Task instructions
The lines to be extracted begin at the line containing "We need you to process the image above and detect pine" and end at the last line of the data below; copy them exactly and leave out the pictures.

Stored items

<<<<

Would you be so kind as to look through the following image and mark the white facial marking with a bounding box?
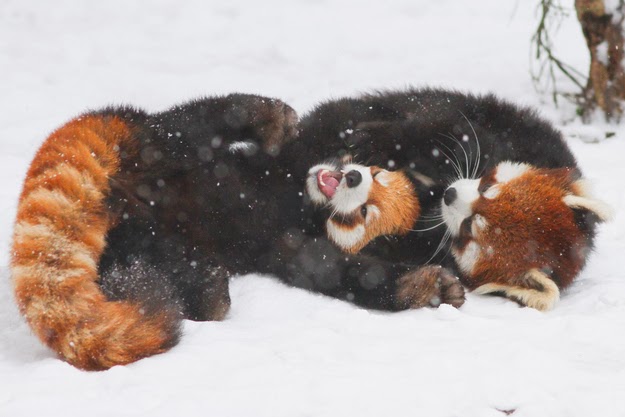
[326,220,365,251]
[454,241,481,275]
[441,178,480,236]
[366,205,381,224]
[306,163,337,205]
[494,161,531,183]
[483,185,501,199]
[330,163,374,214]
[471,214,488,236]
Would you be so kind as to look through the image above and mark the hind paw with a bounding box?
[396,265,465,309]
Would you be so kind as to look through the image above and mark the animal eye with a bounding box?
[360,205,368,217]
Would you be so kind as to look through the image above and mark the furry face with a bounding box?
[306,161,420,254]
[309,157,611,311]
[441,161,611,310]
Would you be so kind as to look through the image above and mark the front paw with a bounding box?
[396,265,465,309]
[226,94,298,154]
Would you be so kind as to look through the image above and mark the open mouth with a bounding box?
[317,169,343,199]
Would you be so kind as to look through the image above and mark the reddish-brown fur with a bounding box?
[367,167,421,237]
[328,168,420,254]
[11,115,179,370]
[461,168,587,290]
[396,265,465,309]
[331,161,607,310]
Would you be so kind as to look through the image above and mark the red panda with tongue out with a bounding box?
[308,160,610,312]
[317,169,342,199]
[299,88,611,311]
[307,164,420,254]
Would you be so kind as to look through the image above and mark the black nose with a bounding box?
[443,187,457,206]
[345,170,362,188]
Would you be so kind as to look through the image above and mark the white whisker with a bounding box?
[435,139,462,177]
[426,228,451,264]
[441,133,470,180]
[408,222,445,232]
[459,112,481,179]
[443,173,460,185]
[435,138,464,179]
[439,238,454,263]
[328,203,341,221]
[419,215,444,220]
[419,214,444,221]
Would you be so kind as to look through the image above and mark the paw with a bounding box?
[225,94,298,154]
[396,265,465,310]
[473,269,560,312]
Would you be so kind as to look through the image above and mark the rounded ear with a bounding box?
[563,179,613,222]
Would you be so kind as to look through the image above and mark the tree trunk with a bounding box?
[575,0,625,122]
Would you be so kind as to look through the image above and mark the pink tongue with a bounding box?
[319,172,340,198]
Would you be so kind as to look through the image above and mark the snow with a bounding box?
[1,1,625,416]
[604,0,624,19]
[597,41,609,66]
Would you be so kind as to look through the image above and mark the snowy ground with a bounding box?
[2,1,625,416]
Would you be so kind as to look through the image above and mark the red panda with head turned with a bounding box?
[12,90,473,371]
[306,160,466,310]
[441,161,611,310]
[308,159,611,311]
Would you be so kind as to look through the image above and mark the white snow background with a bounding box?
[1,1,625,416]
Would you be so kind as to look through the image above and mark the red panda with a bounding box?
[306,161,466,309]
[308,160,611,311]
[17,91,468,371]
[307,162,420,254]
[11,113,181,370]
[10,94,300,370]
[297,88,612,312]
[14,86,611,371]
[441,161,612,311]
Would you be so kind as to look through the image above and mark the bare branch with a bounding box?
[530,0,587,106]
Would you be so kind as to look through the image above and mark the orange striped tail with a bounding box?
[10,113,181,370]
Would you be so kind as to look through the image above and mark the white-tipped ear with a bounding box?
[374,170,391,187]
[571,178,594,199]
[494,161,532,183]
[563,194,614,222]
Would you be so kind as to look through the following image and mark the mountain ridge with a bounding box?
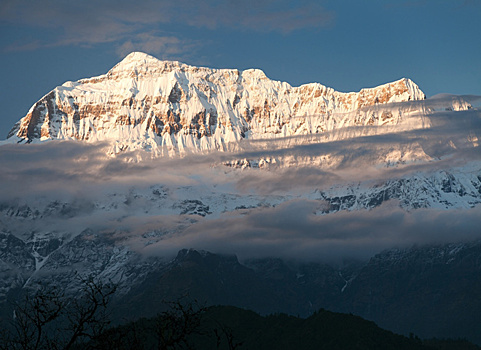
[6,52,428,156]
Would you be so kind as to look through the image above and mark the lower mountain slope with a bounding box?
[339,242,481,344]
[101,243,481,345]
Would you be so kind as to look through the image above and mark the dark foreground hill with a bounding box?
[90,305,478,350]
[2,278,479,350]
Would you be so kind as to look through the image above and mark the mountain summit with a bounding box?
[7,52,426,155]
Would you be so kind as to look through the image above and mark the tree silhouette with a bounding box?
[0,276,117,350]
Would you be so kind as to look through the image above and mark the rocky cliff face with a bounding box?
[7,52,429,155]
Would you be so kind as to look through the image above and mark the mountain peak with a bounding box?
[110,51,166,72]
[5,54,434,153]
[103,52,191,80]
[396,77,426,100]
[117,51,160,65]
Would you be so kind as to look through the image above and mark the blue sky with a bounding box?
[0,0,480,138]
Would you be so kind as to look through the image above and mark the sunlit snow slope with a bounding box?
[7,52,433,156]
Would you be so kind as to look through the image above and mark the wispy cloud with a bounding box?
[1,0,333,55]
[182,0,334,33]
[115,32,201,59]
[1,99,479,199]
[0,101,480,262]
[140,200,481,263]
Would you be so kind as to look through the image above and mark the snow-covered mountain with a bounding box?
[2,52,481,344]
[6,52,432,156]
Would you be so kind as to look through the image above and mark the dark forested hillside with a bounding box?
[89,305,479,350]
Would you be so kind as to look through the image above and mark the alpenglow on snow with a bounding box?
[6,52,430,156]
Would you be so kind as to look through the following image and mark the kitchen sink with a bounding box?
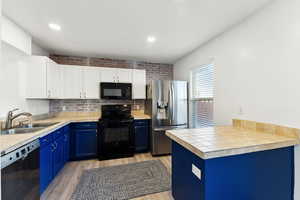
[27,122,59,128]
[0,122,59,135]
[0,127,45,135]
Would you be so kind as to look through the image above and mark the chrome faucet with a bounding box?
[4,109,33,130]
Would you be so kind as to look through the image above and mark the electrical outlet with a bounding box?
[192,164,201,180]
[62,106,66,111]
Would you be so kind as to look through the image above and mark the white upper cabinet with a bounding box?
[46,61,62,99]
[26,56,62,99]
[26,56,48,98]
[117,69,132,83]
[132,69,146,99]
[99,68,132,83]
[62,65,82,99]
[100,68,116,82]
[82,67,101,99]
[26,59,146,100]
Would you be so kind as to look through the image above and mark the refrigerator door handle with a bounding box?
[168,82,176,125]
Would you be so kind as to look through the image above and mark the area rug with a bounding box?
[71,160,171,200]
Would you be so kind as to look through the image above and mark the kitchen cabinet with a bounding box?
[132,69,146,99]
[70,122,98,160]
[62,65,101,99]
[40,142,53,194]
[53,135,64,177]
[26,56,61,99]
[74,129,97,158]
[25,59,146,99]
[100,67,116,82]
[63,126,70,163]
[47,61,62,98]
[61,65,82,99]
[134,120,150,153]
[117,68,132,83]
[39,127,68,194]
[100,67,132,83]
[82,67,101,99]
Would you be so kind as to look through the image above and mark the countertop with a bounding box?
[166,126,299,159]
[0,112,150,155]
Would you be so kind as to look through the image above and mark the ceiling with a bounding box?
[3,0,272,63]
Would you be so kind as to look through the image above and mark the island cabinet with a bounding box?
[171,141,294,200]
[134,119,150,153]
[70,122,98,160]
[39,126,70,194]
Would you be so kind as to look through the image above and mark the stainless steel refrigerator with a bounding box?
[145,80,188,156]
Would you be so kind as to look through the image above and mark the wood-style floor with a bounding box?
[41,153,173,200]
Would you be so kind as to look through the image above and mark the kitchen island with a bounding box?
[166,120,299,200]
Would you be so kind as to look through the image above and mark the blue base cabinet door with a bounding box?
[40,143,53,194]
[74,129,97,159]
[134,120,149,153]
[53,136,64,177]
[63,126,70,164]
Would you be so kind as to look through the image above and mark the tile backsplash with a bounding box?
[50,99,145,113]
[49,55,174,113]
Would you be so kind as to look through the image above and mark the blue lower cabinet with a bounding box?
[70,122,98,160]
[63,126,70,164]
[134,120,149,153]
[40,142,54,194]
[53,135,64,176]
[39,126,69,195]
[74,129,97,158]
[172,141,294,200]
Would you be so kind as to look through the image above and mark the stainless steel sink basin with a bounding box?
[1,127,45,135]
[28,122,59,128]
[0,122,59,135]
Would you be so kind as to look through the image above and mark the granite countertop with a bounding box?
[0,112,151,155]
[166,126,299,159]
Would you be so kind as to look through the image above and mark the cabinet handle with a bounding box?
[48,90,51,98]
[85,92,87,98]
[51,143,55,151]
[80,92,82,99]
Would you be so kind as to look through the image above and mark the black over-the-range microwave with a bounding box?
[100,82,132,100]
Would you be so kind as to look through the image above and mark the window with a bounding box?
[190,64,214,128]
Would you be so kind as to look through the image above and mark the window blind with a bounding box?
[190,64,214,128]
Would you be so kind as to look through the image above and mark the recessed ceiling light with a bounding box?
[147,36,156,43]
[48,23,61,31]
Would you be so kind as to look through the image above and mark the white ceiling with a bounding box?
[3,0,272,63]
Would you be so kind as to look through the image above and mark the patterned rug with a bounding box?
[71,160,171,200]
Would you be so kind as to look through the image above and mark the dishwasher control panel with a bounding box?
[0,139,40,169]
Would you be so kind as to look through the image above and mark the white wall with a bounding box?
[174,0,300,198]
[1,15,31,55]
[0,42,49,118]
[31,41,49,56]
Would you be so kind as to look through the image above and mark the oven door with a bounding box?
[98,120,134,160]
[100,82,132,100]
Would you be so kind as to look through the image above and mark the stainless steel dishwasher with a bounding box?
[1,139,40,200]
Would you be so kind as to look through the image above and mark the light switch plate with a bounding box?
[192,164,201,180]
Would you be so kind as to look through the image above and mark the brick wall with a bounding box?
[49,55,173,113]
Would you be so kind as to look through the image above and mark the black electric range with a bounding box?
[97,105,135,160]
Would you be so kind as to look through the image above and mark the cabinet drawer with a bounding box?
[134,120,149,126]
[53,128,64,139]
[72,122,97,130]
[40,133,53,147]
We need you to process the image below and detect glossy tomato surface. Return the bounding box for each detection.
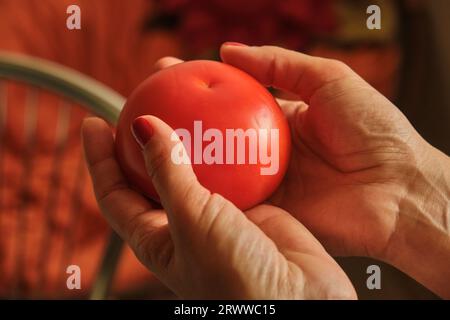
[115,60,291,210]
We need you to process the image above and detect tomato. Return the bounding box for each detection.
[115,60,291,210]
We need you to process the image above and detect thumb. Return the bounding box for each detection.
[131,115,211,228]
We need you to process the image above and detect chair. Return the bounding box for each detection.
[0,51,124,299]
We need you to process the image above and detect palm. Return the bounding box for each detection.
[130,202,353,299]
[271,79,418,257]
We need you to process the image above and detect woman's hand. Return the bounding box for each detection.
[81,115,356,299]
[220,44,450,298]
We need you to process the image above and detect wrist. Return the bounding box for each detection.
[382,143,450,298]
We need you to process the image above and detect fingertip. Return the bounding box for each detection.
[133,115,179,145]
[81,117,100,151]
[81,116,109,137]
[131,116,155,149]
[220,42,252,63]
[221,42,249,51]
[153,56,184,72]
[81,116,97,136]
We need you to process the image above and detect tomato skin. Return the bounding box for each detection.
[115,60,291,210]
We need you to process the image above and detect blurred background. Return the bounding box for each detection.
[0,0,448,299]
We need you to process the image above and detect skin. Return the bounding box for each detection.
[82,44,450,299]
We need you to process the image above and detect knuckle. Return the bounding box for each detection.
[183,179,209,204]
[267,52,277,80]
[199,193,241,245]
[261,44,278,51]
[90,157,129,202]
[170,180,211,220]
[326,59,352,74]
[260,45,285,84]
[125,212,147,245]
[96,182,128,205]
[263,49,279,87]
[199,193,231,224]
[142,232,173,271]
[128,217,170,270]
[202,193,227,214]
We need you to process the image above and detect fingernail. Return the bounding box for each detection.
[132,117,154,149]
[223,41,248,47]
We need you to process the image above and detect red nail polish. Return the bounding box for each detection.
[223,41,248,47]
[132,117,153,148]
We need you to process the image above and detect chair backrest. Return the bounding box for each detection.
[0,51,124,299]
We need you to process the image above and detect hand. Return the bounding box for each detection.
[220,44,450,298]
[81,116,356,299]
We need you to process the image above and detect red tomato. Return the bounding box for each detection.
[115,60,291,210]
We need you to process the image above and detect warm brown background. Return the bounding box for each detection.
[0,0,448,299]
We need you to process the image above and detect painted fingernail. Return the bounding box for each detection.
[132,117,154,149]
[223,41,248,47]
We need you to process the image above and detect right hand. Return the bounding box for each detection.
[220,44,450,298]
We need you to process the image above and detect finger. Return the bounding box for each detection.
[153,56,184,72]
[244,205,357,299]
[272,98,309,143]
[220,44,358,102]
[276,98,308,118]
[131,115,211,228]
[245,205,327,257]
[81,117,168,243]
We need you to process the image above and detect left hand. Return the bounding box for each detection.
[82,103,356,299]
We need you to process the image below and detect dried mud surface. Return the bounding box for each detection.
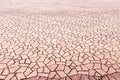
[0,0,120,80]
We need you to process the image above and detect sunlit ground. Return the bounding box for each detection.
[0,0,120,80]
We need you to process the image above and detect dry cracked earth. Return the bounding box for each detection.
[0,0,120,80]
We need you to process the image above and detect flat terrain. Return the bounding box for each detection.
[0,0,120,80]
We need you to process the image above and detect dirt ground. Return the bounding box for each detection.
[0,0,120,80]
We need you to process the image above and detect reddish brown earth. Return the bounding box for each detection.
[0,0,120,80]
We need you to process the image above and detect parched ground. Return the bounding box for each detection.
[0,0,120,80]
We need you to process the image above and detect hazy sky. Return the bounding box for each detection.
[0,0,119,12]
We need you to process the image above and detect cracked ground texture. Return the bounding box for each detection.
[0,0,120,80]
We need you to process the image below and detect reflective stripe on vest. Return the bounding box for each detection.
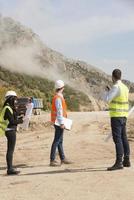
[109,82,129,117]
[0,106,13,136]
[111,100,128,105]
[51,95,67,123]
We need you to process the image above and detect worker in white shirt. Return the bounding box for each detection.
[103,69,130,171]
[50,80,72,166]
[21,97,34,130]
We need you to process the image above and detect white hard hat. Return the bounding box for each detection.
[5,90,17,98]
[55,80,65,89]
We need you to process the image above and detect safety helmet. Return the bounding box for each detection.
[55,80,65,89]
[5,90,17,99]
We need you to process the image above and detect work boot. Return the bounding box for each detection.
[107,161,123,171]
[49,160,60,167]
[61,158,72,165]
[7,169,20,175]
[123,157,131,167]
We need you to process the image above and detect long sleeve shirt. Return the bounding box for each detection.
[103,80,121,103]
[55,93,64,125]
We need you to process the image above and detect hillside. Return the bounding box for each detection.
[0,15,134,110]
[0,66,92,111]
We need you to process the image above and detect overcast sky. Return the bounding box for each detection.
[0,0,134,81]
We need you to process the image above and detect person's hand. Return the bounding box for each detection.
[60,124,65,129]
[105,86,110,91]
[17,116,23,124]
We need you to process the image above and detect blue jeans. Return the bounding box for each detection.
[50,125,65,161]
[111,117,130,162]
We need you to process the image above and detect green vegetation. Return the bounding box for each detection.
[64,86,90,111]
[0,67,90,111]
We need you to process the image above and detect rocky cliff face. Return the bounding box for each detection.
[0,15,134,111]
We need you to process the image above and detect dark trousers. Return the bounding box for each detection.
[5,130,16,170]
[50,125,65,161]
[111,117,130,162]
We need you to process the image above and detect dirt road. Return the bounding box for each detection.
[0,112,134,200]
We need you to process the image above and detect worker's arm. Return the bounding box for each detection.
[55,98,64,126]
[4,108,23,125]
[103,85,120,103]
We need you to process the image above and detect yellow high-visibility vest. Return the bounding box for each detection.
[109,81,129,118]
[0,105,13,136]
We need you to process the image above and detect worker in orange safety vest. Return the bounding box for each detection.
[50,80,72,166]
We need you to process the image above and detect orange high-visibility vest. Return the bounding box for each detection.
[51,95,67,123]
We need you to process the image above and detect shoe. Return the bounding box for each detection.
[49,160,60,167]
[123,157,131,167]
[7,169,20,175]
[107,162,123,171]
[61,159,72,165]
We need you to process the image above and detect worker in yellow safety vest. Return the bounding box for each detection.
[103,69,130,171]
[0,91,23,175]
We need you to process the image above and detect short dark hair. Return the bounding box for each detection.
[56,87,64,92]
[112,69,121,80]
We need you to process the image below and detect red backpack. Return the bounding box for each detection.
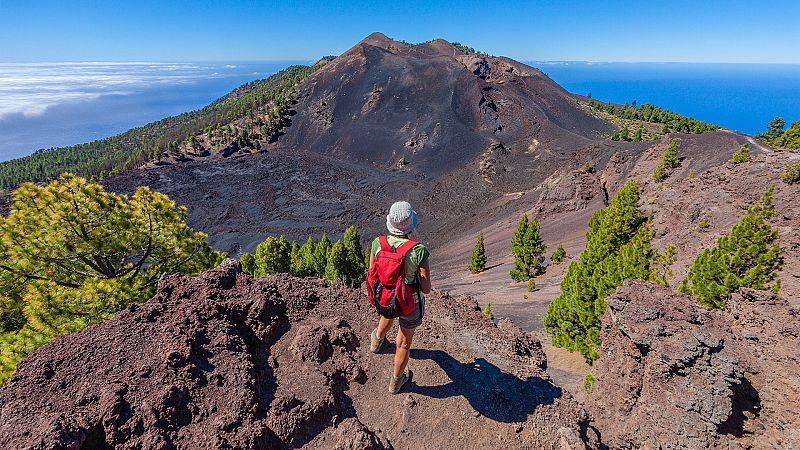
[366,236,419,319]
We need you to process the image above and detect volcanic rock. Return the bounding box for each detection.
[587,281,800,449]
[0,260,594,449]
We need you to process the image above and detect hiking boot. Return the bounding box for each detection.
[389,371,410,394]
[370,328,385,353]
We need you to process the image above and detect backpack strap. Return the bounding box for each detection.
[378,235,392,253]
[394,239,419,258]
[378,236,419,256]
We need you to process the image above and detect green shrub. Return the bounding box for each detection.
[583,374,596,393]
[254,236,291,276]
[680,188,783,310]
[240,253,256,275]
[698,219,710,230]
[653,139,681,182]
[582,162,593,173]
[551,243,566,264]
[731,143,751,164]
[756,117,800,150]
[482,304,493,319]
[780,162,800,184]
[527,278,536,292]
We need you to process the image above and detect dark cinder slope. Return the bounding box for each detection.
[279,32,614,176]
[104,32,630,254]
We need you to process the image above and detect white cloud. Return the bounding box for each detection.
[0,62,235,120]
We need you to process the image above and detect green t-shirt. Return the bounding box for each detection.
[371,235,430,285]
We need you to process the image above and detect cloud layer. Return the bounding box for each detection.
[0,62,246,119]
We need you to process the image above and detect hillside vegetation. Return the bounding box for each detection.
[0,175,223,383]
[756,116,800,149]
[582,99,720,141]
[0,65,314,190]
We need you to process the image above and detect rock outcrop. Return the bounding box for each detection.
[0,260,594,449]
[587,281,800,449]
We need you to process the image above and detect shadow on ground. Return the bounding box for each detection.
[409,349,561,423]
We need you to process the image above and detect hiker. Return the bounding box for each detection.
[367,201,431,394]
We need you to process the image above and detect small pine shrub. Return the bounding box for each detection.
[509,215,546,281]
[653,139,681,182]
[681,188,783,310]
[582,162,593,173]
[731,143,751,164]
[698,219,710,230]
[583,374,596,393]
[527,278,536,292]
[482,304,493,319]
[240,253,256,275]
[398,156,409,167]
[551,243,566,264]
[468,232,487,274]
[687,169,698,179]
[780,162,800,184]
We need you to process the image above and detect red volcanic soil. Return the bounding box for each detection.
[0,260,595,449]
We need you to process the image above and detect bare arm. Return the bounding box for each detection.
[418,260,431,294]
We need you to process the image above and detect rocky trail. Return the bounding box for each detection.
[0,260,594,449]
[2,259,799,449]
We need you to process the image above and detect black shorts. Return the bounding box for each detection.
[399,296,424,329]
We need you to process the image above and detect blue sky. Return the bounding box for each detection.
[1,0,799,63]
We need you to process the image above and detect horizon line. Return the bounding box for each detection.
[1,59,799,66]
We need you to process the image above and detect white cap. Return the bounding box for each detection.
[386,201,418,235]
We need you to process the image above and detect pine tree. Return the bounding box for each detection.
[254,236,291,276]
[524,219,547,276]
[289,241,302,276]
[297,236,317,277]
[510,215,546,280]
[0,174,222,384]
[544,180,661,363]
[781,162,800,184]
[342,226,366,288]
[364,247,372,271]
[654,139,681,182]
[510,214,529,281]
[551,244,566,264]
[240,252,256,275]
[482,304,493,319]
[680,188,782,310]
[468,232,487,273]
[313,233,332,278]
[324,241,348,285]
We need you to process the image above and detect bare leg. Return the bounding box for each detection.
[393,327,415,377]
[376,316,393,339]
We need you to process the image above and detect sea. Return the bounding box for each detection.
[532,62,800,136]
[0,61,798,162]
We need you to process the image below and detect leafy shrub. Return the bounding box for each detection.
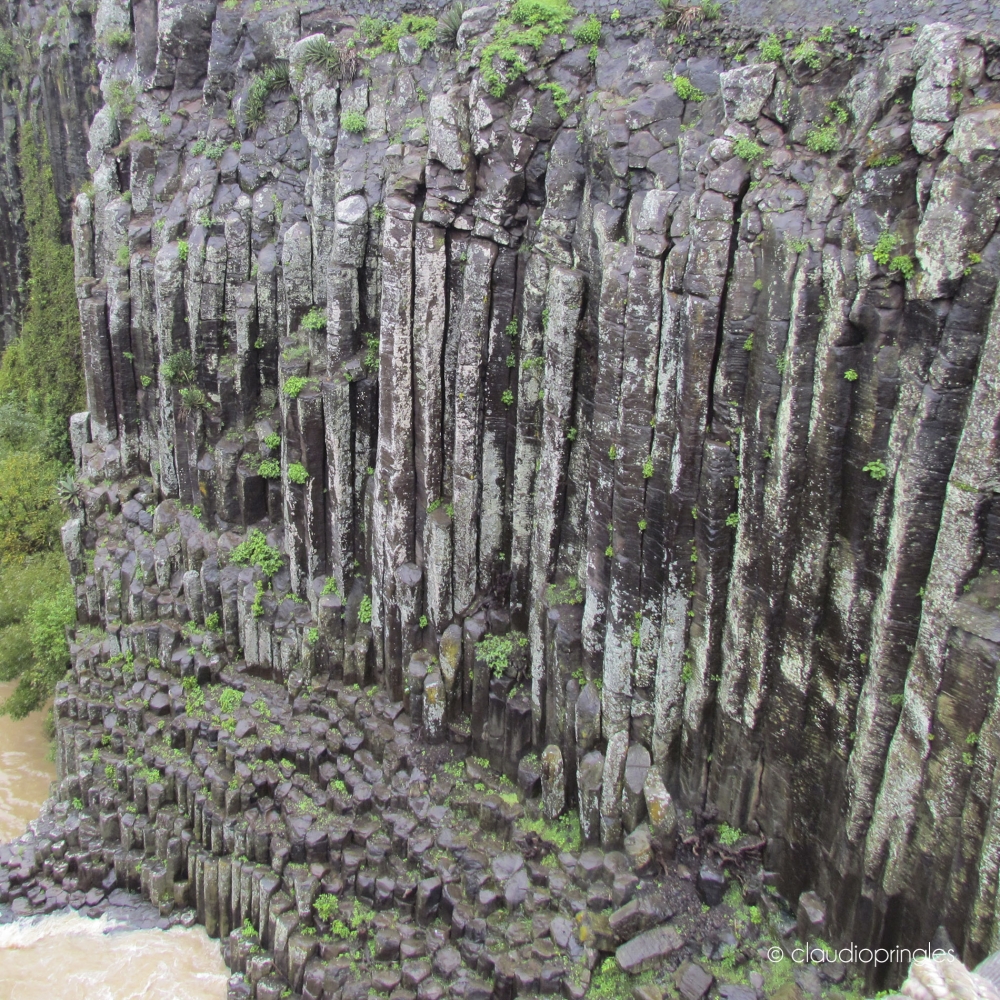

>>>>

Finished task
We need you to process the image above and detect pine tree. Return the bounding box for each detection.
[254,236,291,276]
[524,219,547,276]
[289,241,302,276]
[297,236,317,277]
[510,215,546,280]
[0,174,222,384]
[544,180,661,363]
[781,162,800,184]
[342,226,366,288]
[364,247,372,271]
[654,139,681,182]
[510,214,529,281]
[551,244,566,264]
[240,252,256,275]
[482,304,493,319]
[680,188,782,310]
[468,232,487,273]
[313,233,332,278]
[324,241,348,285]
We need you to process the image above and detect bare leg. Return the bounding box for each detection.
[393,327,415,377]
[376,316,393,339]
We need you to process the image above and detect sea. Return the bounding box for each detection.
[532,62,800,136]
[0,61,798,162]
We need you to process the image below and detect leafy shrub. Return the bounding box for each detection.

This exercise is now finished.